▶ [Given data]:
▶
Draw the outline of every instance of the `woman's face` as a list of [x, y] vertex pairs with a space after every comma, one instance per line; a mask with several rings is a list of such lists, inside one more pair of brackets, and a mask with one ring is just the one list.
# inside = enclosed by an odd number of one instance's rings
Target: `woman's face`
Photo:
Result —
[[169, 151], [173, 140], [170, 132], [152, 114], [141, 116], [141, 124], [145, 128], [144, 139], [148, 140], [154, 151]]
◀
▶ [Aim of the exercise]:
Write out the lines above exactly as they appear, with no changes.

▶ [Written solution]:
Draw the outline of every instance of the `woman's face` as a list of [x, y] vertex pairs with a space after every comma, one instance per line; a mask with several rings is a list of such lists, inside one more pair of brackets, and a mask with one ring is just the one list.
# inside = enclosed by an odd number of one instance's rings
Target: `woman's face`
Photo:
Result —
[[169, 151], [173, 140], [170, 132], [152, 114], [141, 116], [141, 124], [145, 128], [144, 139], [148, 140], [154, 151]]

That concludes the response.